◆ **Source text**:
----------------------------------------

Chris Lange, FISM News
It’s an election year, a time when Americans are fed a steady diet of hyperbole with a generous side of apocalyptic warnings of impending doom, should one candidate or the other prevail.
For Democrats, “Christian nationalism” is the “hysteria du jour,” as one writer put it.
Biden campaign spokeswoman Lauren Hitt declared last week that “Trump allies” are working to “infuse ‘Christian nationalism’” into a possible second term for the former president. Though Hitt did not offer a precise definition of the term, she warned her social media followers that “Nationwide abortion bans, attacks on same-sex marriage, and restrictions on contraception” are the “horrifying reality being openly discussed by Team Trump and the likely architects of his second term agenda.”
Hitt’s tweet included a link to a recent Politico article warning that “an influential think tank close to Donald Trump is developing plans to infuse Christian nationalist ideas in his administration.”
Writers Alexander Ward and Heidi Przybyla supported this assertion by pointing out that Trump speaks with Russell Vought, director of the Office of Management and Budget under the former president, “at least once a month.” Vought is the president of The Center for Renewing America, an organization that the article described as “a leading group in a conservative consortium preparing for a second Trump term.”
“CRA’s work fits into a broader effort by conservative, MAGA-leaning organizations to influence a future Trump White House,” they wrote, citing a “document drafted by CRA staff and fellows.” According to the article, the paper outlines key objectives for a second Trump administration, on which “‘Christian nationalism’ is one of the bullet points.”
Two paragraphs later, readers discover that “[t]he documents obtained by POLITICO do not outline specific Christian nationalist policies.”
Przybyla said during an appearance on MSNBC last week that Trump is surrounding himself with an “extremist element of conservative Christians” who support “so-called natural laws” in a quest to eliminate “abortion and LBGT rights,” as reported by Real Clear Politics.
“The thing that unites them as Christian nationalists…is that they believe that our rights as Americans and as all human beings do not come from any Earthly authority,” Przybla said. “They don’t come from Congress [or] from the Supreme Court, they come from God.”
The unmitigated horror!
She went on to issue a prescient warning that the country is dangerously close to being ruled by “men…determining what God is telling them.”
Other liberal outlets have similarly warned readers about the dangers posed by conservative Christians who vote.
USA Today, for instance, linked Trump supporters who believe in God-given rights to “the tragic events of Jan. 6, 2021,” pointing out that “a handful of the violent rioters donned explicitly Christian symbols.”
New York Times writer David French explained in an op-ed published this week that Christian nationalists – or “supremacists,” as he put it – are the “illiberal authoritarians who want to remake America in their own fundamentalist image” and dismantle the Constitution.
SO, WHAT, EXACTLY, IS CHRISTIAN NATIONALISM?
Jared Bridges, editor-in-chief for The Washington Stand, wrote in a recent column that “[t]here are probably more definitions for Christian nationalism currently than there ever were Christian nationalists — whatever that means.”
He noted that the Family Research Council explored the subject of Christian nationalism at a 2022 symposium and concluded that it is a term primarily used to describe Christians whose political beliefs and actions are guided by their faith.

----------------------------------------

◆ **Raw records**:
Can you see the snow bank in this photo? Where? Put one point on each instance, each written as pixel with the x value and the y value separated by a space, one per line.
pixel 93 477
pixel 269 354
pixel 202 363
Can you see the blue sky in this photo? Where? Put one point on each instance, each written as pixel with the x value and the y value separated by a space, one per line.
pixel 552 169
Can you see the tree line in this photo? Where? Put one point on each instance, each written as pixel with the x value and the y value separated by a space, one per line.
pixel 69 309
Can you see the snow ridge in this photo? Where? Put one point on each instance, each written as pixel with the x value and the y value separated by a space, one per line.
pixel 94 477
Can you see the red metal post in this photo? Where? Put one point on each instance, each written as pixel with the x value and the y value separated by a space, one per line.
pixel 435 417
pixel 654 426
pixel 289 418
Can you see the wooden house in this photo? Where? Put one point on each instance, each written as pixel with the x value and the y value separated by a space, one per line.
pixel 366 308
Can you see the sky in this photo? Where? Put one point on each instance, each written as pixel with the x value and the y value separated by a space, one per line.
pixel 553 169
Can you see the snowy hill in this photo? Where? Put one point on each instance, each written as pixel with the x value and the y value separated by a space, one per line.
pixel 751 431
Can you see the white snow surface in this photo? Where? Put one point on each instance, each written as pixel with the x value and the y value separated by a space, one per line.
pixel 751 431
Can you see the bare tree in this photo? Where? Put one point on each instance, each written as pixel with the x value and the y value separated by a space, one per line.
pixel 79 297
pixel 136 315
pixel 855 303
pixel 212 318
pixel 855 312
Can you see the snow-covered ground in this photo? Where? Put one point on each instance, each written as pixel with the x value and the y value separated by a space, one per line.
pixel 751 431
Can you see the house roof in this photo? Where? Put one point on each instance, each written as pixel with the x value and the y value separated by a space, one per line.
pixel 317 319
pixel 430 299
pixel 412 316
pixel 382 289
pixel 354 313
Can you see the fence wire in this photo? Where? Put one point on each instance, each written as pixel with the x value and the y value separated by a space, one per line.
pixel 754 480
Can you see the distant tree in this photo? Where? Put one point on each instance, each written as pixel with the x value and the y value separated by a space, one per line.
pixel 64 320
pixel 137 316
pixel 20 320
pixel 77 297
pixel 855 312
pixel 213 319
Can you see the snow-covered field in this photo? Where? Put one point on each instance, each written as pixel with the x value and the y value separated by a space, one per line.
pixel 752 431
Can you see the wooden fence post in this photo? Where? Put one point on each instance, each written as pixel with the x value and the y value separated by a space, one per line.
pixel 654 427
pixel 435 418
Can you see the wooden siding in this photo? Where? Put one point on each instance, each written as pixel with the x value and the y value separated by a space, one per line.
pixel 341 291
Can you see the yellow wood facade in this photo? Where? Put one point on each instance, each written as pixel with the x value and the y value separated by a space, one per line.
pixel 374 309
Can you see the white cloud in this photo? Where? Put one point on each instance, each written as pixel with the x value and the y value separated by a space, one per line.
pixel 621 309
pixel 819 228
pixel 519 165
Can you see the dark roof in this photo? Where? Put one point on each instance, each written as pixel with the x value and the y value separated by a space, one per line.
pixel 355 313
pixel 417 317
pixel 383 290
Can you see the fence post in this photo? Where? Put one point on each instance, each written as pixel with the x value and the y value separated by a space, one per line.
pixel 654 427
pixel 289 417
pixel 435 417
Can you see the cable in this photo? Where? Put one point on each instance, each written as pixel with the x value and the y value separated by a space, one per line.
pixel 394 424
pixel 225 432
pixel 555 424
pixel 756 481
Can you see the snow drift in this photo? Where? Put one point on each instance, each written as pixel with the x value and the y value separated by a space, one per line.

----------------------------------------

◆ **Given problem**: Carry on the news article about Christian nationalism that precedes the listing, starting immediately after its last sentence.

◆ **Solved problem**:
Bridges pointed out, however, that “[f]or the American Left, the concept of Christian nationalism is simply a tool which they can use to draw lines against political action by those who oppose their agenda.”
He noted that “Veggie Tales” creator Phil Vischer described Christian nationalists as individuals who want “to suppress the vote of people who aren’t Christians.”
Vischer appeared in leftist filmmaker Rob Reiner’s documentary on the subject titled “God and Country.”
Reiner told Newsweek earlier this month that the movement traces its roots to the 1954 Supreme Court ruling in Brown v. Board of Education that state segregation laws are unconstitutional.
“A big swath of the population…didn’t like this idea,” he said. “So, they created religious schools where they could keep Black people from integrating the schools,” sparking “this movement of bringing religion, or their idea of a religion, in maintaining the separation between Blacks and whites.”
Christian Post reporter Jon Brown wrote in a scathing review of the film that it “demonize[s] Christians with inflammatory insinuations that invoke the Third Reich, while at the same time deriding them for having a persecution complex because they fear a growing cultural hostility.”
Mark Tooley, a Christian Post op-ed contributor, said in a Feb. 24 article that the left “sweepingly deride[s] conventional Christian conservatives as Christian Nationalists.” He added, however, that there is a distinction between the two groups.
According to Tooley, Christian Nationalists tend to be “post-liberals who want some level of explicit state-established Christianity.” The American Conservative explained in a January 2022 article that conservative post-liberals “share a skepticism of globalization, both economic and military—often promoting a national industrial policy that would enable American self-reliance.”
Conversely, Christian conservatives, by Tooley’s definition, are essentially “classical liberals who affirm traditional American concepts of full religious liberty for all.”
Tooley explained that both groups want a “Christian America;” the difference is that Christian Nationalists “want it by statute.”
‘IF THIS IS CHRISTIAN NATIONALISM, SIGN ME UP!’
David Harsanyi, senior editor for The Federalist, recently referred to the left’s “‘Christian nationalism’ scare” as “a ginned-up partisan effort to spook non-Christian voters.”
Harsanyi, a self-described “nonbeliever,” pointed out, however, that Christian nationalism sounds a lot like “the case for American liberty offered in the Declaration of Independence.”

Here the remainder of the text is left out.